Location identification entries

START

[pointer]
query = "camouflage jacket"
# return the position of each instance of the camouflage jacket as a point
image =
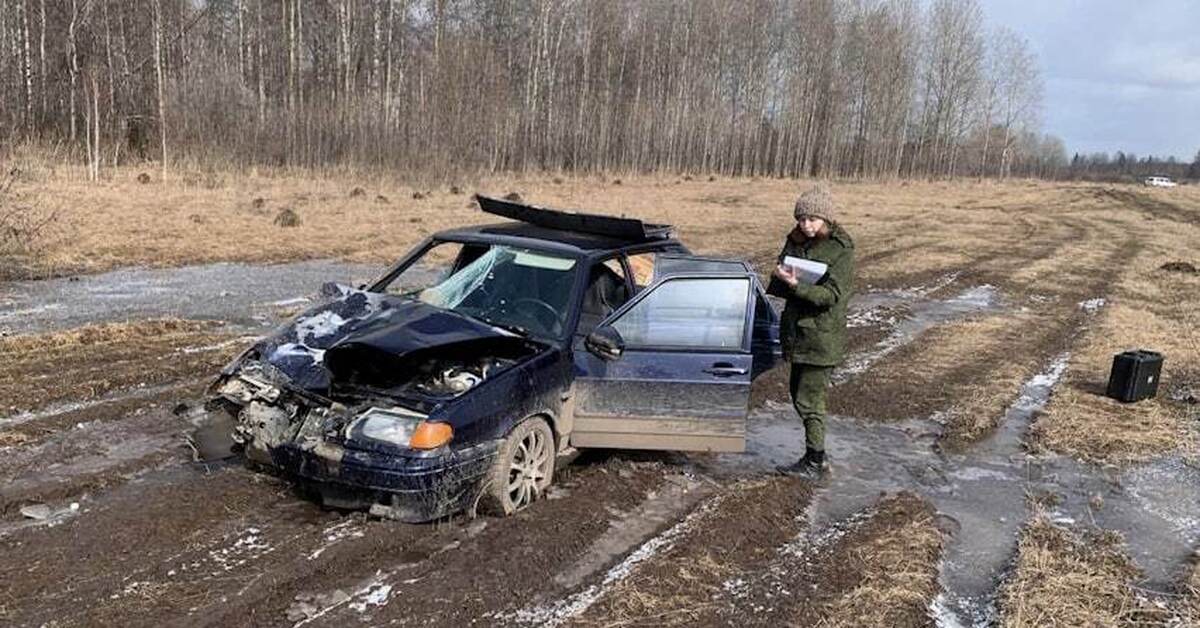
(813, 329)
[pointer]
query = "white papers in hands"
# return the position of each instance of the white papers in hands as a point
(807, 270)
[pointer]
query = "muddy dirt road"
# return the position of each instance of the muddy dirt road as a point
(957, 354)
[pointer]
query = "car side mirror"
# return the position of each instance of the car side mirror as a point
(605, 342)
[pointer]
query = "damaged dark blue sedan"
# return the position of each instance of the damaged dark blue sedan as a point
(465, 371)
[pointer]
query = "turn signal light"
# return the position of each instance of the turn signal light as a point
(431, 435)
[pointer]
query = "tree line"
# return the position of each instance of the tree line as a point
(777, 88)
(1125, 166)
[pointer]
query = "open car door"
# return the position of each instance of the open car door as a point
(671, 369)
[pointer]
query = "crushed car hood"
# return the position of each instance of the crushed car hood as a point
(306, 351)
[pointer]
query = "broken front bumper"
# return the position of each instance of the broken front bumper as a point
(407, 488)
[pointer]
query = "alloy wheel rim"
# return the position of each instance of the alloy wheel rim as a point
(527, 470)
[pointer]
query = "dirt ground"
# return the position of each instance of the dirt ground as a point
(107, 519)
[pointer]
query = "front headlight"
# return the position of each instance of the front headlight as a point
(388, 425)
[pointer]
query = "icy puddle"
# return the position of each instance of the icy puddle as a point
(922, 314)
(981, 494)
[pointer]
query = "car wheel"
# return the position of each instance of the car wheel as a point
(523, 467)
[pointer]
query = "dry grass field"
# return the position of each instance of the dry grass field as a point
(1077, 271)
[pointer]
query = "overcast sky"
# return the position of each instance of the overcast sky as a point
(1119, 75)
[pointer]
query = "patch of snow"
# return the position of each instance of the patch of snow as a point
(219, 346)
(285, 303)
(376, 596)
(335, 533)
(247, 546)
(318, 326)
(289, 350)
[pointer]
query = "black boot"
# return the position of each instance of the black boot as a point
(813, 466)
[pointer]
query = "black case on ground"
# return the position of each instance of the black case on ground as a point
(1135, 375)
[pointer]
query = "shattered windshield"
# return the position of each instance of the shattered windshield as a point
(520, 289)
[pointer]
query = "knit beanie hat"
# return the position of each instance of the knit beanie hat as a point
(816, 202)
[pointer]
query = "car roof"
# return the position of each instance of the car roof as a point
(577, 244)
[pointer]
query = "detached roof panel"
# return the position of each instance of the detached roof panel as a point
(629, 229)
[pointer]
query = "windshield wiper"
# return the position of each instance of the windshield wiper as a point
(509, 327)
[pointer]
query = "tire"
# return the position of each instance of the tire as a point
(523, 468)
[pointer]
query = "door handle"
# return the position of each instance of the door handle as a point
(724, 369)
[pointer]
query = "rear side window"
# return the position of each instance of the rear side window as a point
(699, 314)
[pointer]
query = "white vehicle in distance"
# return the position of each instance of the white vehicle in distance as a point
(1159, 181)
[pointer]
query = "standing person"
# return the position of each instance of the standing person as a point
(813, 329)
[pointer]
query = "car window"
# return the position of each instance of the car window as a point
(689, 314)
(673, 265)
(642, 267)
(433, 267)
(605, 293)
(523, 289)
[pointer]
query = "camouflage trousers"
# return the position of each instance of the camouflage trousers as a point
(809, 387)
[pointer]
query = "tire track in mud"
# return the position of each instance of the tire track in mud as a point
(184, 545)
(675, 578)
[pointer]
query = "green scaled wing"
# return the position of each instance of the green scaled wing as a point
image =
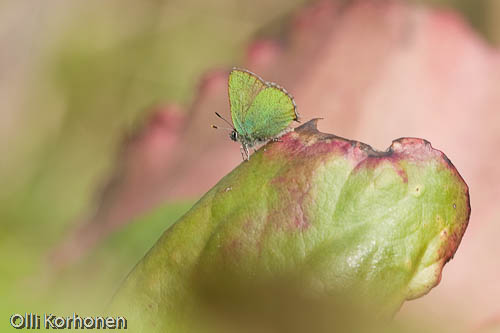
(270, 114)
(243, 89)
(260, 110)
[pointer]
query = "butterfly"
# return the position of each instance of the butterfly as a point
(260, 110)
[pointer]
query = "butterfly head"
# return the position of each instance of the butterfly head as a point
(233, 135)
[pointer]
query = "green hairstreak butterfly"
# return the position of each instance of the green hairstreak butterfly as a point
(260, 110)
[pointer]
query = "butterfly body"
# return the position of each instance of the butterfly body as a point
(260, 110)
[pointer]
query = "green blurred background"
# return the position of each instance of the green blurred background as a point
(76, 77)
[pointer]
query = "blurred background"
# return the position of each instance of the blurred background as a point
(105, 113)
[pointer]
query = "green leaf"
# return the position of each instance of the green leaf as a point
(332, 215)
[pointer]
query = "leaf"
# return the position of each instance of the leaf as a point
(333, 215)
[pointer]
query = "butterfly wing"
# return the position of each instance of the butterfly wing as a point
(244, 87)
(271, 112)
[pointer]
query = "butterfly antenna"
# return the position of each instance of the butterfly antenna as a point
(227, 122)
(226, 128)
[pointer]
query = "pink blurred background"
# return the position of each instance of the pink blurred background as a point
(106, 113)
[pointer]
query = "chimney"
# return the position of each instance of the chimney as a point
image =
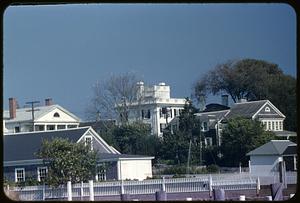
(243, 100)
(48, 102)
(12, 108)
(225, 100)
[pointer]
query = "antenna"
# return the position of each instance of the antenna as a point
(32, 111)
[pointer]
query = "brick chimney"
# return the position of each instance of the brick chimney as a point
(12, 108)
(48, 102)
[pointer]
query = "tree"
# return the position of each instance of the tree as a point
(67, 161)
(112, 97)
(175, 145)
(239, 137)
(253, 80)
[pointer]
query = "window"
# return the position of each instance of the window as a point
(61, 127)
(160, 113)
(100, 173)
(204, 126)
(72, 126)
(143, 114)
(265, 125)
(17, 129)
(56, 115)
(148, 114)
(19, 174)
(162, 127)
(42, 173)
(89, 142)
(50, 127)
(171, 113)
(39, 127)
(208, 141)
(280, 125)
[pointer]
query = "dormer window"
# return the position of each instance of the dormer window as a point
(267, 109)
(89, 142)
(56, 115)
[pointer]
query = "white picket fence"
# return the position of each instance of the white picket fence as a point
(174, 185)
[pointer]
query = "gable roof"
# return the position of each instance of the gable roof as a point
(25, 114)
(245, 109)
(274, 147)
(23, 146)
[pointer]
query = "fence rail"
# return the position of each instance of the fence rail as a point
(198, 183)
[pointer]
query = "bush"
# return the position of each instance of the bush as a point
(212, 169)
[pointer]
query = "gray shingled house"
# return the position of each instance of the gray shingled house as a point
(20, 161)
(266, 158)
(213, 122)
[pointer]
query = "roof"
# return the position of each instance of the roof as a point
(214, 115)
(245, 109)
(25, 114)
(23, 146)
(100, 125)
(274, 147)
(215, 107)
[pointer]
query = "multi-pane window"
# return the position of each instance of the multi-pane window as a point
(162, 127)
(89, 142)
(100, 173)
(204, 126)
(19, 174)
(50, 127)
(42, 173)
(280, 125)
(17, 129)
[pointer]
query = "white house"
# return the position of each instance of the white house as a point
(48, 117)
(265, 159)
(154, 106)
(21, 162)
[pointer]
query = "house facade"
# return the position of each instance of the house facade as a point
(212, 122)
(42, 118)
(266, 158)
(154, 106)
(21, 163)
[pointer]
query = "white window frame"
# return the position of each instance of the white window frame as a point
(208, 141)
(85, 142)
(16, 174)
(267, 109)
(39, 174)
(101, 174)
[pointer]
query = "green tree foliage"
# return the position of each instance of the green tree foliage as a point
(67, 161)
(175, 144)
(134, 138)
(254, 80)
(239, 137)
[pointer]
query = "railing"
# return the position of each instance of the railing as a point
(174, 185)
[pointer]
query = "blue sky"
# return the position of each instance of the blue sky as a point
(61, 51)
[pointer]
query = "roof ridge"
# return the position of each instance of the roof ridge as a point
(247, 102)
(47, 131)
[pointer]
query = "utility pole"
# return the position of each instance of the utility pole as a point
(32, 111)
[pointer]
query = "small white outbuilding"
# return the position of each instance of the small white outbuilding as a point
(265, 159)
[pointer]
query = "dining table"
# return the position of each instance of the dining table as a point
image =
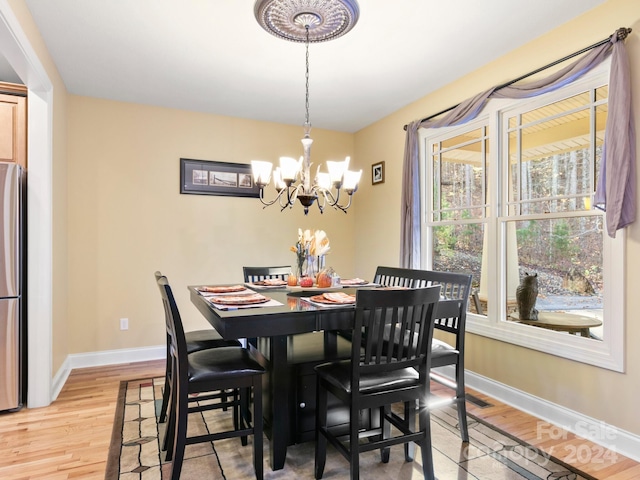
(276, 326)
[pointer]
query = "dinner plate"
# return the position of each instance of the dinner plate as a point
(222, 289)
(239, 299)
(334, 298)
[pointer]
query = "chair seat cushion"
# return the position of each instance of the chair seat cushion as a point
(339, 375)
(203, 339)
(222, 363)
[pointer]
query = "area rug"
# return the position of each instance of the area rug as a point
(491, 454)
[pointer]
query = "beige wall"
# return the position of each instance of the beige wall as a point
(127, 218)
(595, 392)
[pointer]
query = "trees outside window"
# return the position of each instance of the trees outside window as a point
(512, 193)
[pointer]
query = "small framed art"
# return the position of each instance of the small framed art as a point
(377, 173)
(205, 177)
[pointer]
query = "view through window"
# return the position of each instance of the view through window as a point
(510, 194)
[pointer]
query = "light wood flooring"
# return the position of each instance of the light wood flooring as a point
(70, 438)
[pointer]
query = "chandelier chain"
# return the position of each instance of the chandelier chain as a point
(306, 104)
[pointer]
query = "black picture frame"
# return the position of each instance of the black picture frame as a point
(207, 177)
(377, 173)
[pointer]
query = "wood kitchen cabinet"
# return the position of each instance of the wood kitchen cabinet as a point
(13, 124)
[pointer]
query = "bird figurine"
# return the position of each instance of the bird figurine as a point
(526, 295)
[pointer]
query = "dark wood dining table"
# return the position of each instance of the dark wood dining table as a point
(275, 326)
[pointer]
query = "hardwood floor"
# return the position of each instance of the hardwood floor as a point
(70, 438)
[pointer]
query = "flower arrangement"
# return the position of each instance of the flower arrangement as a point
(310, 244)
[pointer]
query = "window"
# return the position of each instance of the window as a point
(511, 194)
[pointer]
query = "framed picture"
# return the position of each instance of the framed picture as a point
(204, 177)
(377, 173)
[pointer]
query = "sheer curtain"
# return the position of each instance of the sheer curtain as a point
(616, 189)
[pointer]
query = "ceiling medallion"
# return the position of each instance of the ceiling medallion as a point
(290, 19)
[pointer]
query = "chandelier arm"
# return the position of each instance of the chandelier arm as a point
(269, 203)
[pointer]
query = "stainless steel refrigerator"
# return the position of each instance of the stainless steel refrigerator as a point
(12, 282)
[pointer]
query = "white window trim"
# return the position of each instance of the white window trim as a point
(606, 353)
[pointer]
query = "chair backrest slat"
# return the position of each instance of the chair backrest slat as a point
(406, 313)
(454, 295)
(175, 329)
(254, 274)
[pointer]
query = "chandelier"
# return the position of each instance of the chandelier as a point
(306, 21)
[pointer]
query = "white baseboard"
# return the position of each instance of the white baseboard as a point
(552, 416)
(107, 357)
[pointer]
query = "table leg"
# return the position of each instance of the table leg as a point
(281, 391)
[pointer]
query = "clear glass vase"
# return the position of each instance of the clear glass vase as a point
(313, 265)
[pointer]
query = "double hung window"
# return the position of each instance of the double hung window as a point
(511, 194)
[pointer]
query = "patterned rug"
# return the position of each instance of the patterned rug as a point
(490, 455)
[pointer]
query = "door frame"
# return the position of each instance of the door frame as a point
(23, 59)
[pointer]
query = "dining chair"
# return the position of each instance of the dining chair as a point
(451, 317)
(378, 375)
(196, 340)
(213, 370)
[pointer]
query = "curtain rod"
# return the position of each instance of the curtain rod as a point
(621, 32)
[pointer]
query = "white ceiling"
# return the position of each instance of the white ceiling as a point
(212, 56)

END

**AIM**
Give the part of the material that runs from its first line through the line containing "(1125, 166)" as a Markdown table with the columns Row and Line, one numbered row per line. Leave out blank lines and the pictures.

**ANSWER IN FULL**
| Row | Line |
|---|---|
| 1 | [pointer] |
| 2 | query = "camouflage jacket" |
| 3 | # return the position of each instance of the camouflage jacket as a point |
| 4 | image = |
| 5 | (813, 329) |
| 6 | [pointer] |
| 7 | query = "white papers in hands" |
| 8 | # return the position of each instance of the white papers in hands as a point |
| 9 | (807, 270) |
| 10 | [pointer] |
| 11 | query = "muddy dirt road" |
| 12 | # return the position of each instance of the muddy dirt road as a point |
| 13 | (957, 354) |
| 14 | [pointer] |
| 15 | query = "car side mirror" |
| 16 | # return the position of each instance of the car side mirror as a point |
| 17 | (605, 342) |
| 18 | [pointer] |
| 19 | query = "damaged dark blue sedan" |
| 20 | # return the position of each instance of the damaged dark blue sedan as a point |
| 21 | (465, 371) |
| 22 | [pointer] |
| 23 | query = "turn signal light" |
| 24 | # return the position of each instance of the turn signal light as a point |
| 25 | (431, 435) |
| 26 | [pointer] |
| 27 | query = "tree line" |
| 28 | # return the position of each instance of the tree line as a point |
| 29 | (777, 88) |
| 30 | (1125, 166) |